» **Problem**
Gather all lines in the entries below that include the word "brown".

(Stored entries)
☆ ☆ ☆

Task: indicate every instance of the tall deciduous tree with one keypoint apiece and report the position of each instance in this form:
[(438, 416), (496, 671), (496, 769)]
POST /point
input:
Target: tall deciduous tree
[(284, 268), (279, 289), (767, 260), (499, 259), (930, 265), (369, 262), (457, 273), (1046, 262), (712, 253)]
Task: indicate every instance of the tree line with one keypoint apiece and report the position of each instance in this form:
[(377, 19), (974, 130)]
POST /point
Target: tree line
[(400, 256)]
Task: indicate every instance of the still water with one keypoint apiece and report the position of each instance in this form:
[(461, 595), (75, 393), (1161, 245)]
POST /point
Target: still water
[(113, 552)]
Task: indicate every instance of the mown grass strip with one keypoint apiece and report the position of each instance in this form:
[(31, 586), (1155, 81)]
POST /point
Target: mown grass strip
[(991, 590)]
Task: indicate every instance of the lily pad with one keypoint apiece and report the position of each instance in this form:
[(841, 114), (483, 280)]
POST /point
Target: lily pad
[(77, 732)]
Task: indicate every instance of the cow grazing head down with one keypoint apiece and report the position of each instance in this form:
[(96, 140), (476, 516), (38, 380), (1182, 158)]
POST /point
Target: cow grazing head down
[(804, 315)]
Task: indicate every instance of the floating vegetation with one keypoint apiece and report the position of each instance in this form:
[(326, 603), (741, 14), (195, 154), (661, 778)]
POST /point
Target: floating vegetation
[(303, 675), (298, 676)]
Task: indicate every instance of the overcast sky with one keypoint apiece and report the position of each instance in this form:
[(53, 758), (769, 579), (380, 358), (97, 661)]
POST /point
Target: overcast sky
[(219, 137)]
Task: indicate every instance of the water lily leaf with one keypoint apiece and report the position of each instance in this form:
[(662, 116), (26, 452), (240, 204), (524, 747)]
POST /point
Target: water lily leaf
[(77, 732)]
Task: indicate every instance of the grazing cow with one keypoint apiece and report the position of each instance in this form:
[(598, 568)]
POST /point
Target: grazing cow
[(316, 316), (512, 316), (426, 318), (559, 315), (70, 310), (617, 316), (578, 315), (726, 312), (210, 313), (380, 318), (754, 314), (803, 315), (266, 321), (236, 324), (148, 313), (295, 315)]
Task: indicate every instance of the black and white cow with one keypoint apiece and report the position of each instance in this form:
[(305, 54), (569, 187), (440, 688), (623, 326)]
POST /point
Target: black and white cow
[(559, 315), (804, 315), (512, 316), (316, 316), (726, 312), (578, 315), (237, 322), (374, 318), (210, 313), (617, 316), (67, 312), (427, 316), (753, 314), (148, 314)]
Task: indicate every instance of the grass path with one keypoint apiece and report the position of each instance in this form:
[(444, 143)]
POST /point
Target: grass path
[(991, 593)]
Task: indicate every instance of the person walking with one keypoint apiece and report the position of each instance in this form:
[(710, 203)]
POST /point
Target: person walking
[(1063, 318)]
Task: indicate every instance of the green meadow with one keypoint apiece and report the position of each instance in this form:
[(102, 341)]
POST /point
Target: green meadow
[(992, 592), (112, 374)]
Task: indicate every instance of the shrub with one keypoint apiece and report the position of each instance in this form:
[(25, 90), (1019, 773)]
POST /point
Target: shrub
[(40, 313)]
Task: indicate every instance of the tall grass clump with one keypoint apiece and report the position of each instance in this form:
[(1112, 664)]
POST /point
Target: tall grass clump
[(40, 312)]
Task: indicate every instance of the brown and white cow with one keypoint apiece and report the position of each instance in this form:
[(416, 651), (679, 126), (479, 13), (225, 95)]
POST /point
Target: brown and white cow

☆ ☆ ☆

» **Problem solution**
Task: indicate every instance of the brown and white cow with one keypoint apiece and report the position of each instance in this form:
Target: brown and white cow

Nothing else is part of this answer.